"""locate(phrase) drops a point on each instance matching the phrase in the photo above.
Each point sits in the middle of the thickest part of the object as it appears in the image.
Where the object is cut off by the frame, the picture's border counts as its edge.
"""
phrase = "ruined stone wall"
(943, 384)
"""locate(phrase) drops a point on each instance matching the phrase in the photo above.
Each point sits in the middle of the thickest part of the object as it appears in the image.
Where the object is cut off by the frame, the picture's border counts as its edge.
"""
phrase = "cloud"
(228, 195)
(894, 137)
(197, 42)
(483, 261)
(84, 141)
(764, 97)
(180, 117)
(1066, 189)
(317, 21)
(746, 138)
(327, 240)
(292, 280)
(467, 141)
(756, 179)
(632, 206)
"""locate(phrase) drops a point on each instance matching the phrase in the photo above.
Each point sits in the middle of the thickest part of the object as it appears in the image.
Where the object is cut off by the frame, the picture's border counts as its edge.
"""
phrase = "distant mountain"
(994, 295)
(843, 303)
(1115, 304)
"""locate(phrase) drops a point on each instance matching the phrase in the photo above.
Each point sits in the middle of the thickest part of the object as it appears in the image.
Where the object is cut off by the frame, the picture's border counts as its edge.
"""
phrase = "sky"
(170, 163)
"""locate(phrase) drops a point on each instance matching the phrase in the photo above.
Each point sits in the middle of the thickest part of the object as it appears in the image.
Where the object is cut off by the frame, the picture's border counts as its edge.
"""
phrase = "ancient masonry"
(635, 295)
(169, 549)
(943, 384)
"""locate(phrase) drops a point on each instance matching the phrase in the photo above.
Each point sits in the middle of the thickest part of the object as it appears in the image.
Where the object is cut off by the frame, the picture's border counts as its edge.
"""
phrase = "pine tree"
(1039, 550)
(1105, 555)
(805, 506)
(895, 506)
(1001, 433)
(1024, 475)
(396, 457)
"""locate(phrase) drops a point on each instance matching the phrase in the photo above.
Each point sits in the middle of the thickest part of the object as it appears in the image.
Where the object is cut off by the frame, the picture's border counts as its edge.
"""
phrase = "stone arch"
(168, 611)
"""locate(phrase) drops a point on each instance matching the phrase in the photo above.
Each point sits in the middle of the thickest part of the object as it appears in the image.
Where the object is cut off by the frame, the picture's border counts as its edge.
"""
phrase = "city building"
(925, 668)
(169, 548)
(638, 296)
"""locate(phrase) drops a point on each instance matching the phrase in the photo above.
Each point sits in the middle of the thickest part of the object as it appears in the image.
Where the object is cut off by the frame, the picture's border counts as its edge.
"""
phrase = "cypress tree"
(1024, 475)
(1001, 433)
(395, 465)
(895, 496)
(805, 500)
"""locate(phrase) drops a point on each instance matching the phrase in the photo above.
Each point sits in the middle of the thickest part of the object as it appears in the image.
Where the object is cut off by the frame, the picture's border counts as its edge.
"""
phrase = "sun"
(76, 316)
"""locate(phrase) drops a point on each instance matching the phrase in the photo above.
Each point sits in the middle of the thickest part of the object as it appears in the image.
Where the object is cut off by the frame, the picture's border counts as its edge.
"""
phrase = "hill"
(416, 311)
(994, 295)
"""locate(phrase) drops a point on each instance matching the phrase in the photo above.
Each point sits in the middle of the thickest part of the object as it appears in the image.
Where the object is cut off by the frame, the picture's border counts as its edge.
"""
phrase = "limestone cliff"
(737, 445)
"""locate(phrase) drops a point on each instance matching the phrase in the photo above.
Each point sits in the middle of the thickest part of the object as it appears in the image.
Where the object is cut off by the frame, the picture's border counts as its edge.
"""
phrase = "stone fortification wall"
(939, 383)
+---+
Goal of the exercise:
Please copy out each record, character for character.

Solution to this task:
"""locate(phrase) drops a point on each instance matching the phrase in the photo above.
Each point sits in the middle of the thickest part of the object as it appears in the image.
Where the object is cut off by the frame, the picture's border counts as its edge.
"""
phrase = "ruined stone wall"
(943, 384)
"""locate(phrase) drops a point on each instance matching the phrase in the photo above.
Each point sits in the middle of the thickest part of the object as it appears in the image.
Where the object is cut off by the frame, the picture's border counts as its edge.
"""
phrase = "cloud"
(228, 195)
(894, 137)
(197, 42)
(483, 261)
(84, 141)
(764, 97)
(180, 117)
(1066, 189)
(317, 21)
(746, 138)
(327, 240)
(292, 280)
(467, 141)
(756, 179)
(632, 206)
"""locate(phrase) drops a point on each instance matching the phrase in the photo above.
Each point sits in the middle of the thickest part of the object as it appears in the image.
Where the object is cut off by the frame, the picture's border counts as its edge.
"""
phrase = "distant mountain"
(994, 295)
(843, 303)
(1115, 304)
"""locate(phrase) drops a point on each instance matching the phrase in the photo above.
Each point sits in the middle of the thickest part of the object as it appears in the image.
Where the object is cut off by the frame, the picture's border counts as its edge.
"""
phrase = "sky"
(170, 163)
"""locate(phrase) drops a point on each instance matching the phrase in the photo above.
Each point sits in the middle of the thickest part of the object as it appears in the image.
Where the object is cut off by the frame, the picture's border counts as its edge.
"""
phrase = "ancient masonry"
(635, 295)
(169, 549)
(943, 384)
"""locate(phrase) drops a point on each instance matching the phrase in the photo above.
Each point sits in the middle of the thickest part of the object as it appears in the image.
Where the object is cut off by the frame, the picture's border counts as its edge.
"""
phrase = "pine tree"
(1039, 550)
(1105, 555)
(805, 506)
(895, 506)
(1001, 433)
(1024, 475)
(396, 457)
"""locate(phrase) drops a point on each instance matching the phrase in the photo above.
Each point sits in the middle of the thickest part of the object as it appears in the image.
Where the object is cut off by the frame, the picture's border counts as its edge.
"""
phrase = "stone arch"
(168, 611)
"""locate(phrase) drops a point on each instance matching the phrase in the photo above.
Each point sits in the middle of the thickest part of the object as it appears in the image.
Where the object is cut off by the frame, the picture's border counts as its edge.
"""
phrase = "city building"
(925, 668)
(169, 548)
(638, 296)
"""locate(phrase) drops a point on each instance matching the phrase in the photo above.
Each point sits in the middle of the thickest part of the object as it appears in the image.
Where the object is cut off by the frame, the picture's border counts as its edge.
"""
phrase = "cypress tree"
(1024, 475)
(1001, 433)
(395, 465)
(895, 496)
(805, 500)
"""locate(phrase) drops a point on each instance matching the phrase in the photo above.
Each point sits in the middle of the thickest part of the object as it appears in the image.
Where the object is cut off by the frame, the picture's border counts as its edge.
"""
phrase = "sun"
(76, 316)
"""locate(phrase) drops a point on each instance matching the phrase in the photo above.
Each point sits in the middle of the thickest part of the object as it appears in the image.
Where the object is cut off by the frame, the picture's border counts as its edge.
"""
phrase = "hill"
(416, 311)
(994, 295)
"""locate(phrase) drops a point on each instance matching the phrase in the photo above.
Each point sits in the middle of the thickest part of the object as it appears in the image.
Where the object is cut off by the frame, the picture's border counts as its edge.
"""
phrase = "limestone cliff"
(737, 445)
"""locate(phrase) drops a point on each instance matching the phrase in the photo above.
Each point sits in the middle of the thickest part of the object as it appears in the image.
Where the object is cut off by the frame, the picture's border counts as its edge.
"""
phrase = "stone fortification wall"
(939, 383)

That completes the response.